### Required action
Leave out the pictures and restate every entry word for word.

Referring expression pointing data
▼▼▼
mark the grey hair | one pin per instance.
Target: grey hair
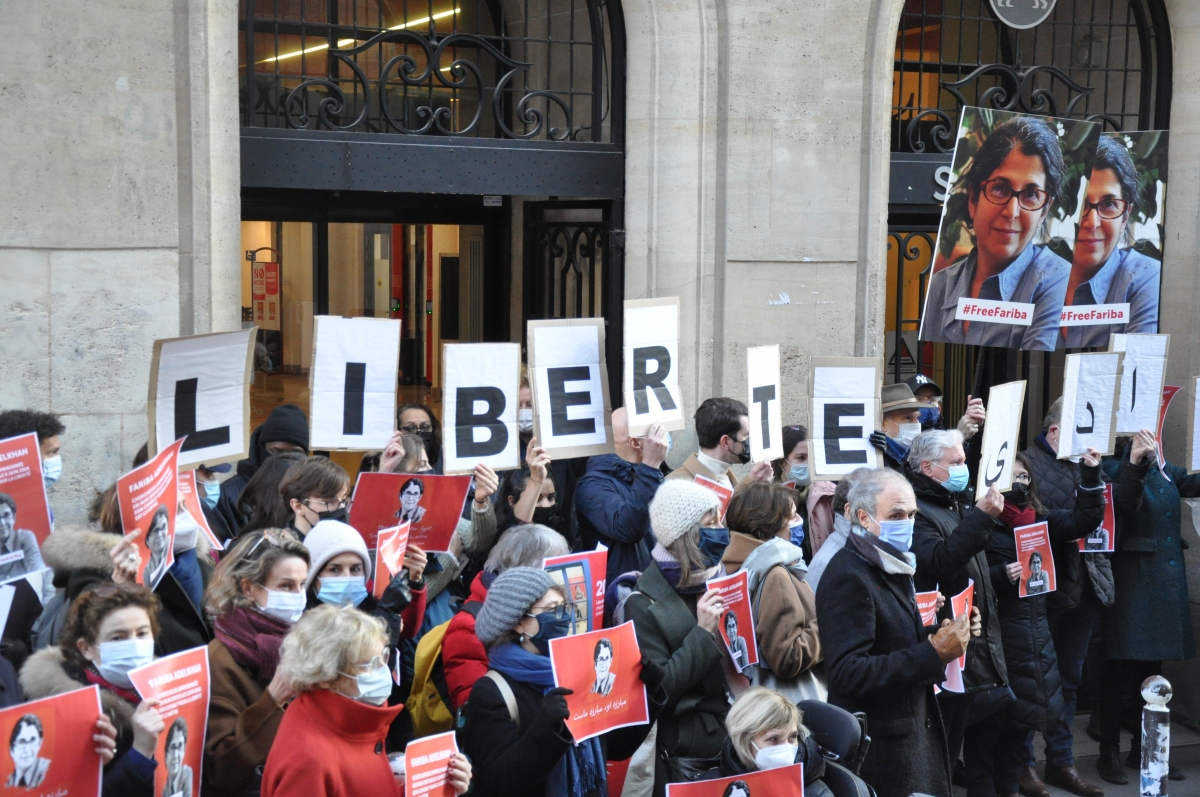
(526, 546)
(865, 493)
(931, 445)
▲▲▲
### Answer space
mark the grey hair | one pin per instance.
Target: grey hair
(526, 546)
(865, 493)
(931, 445)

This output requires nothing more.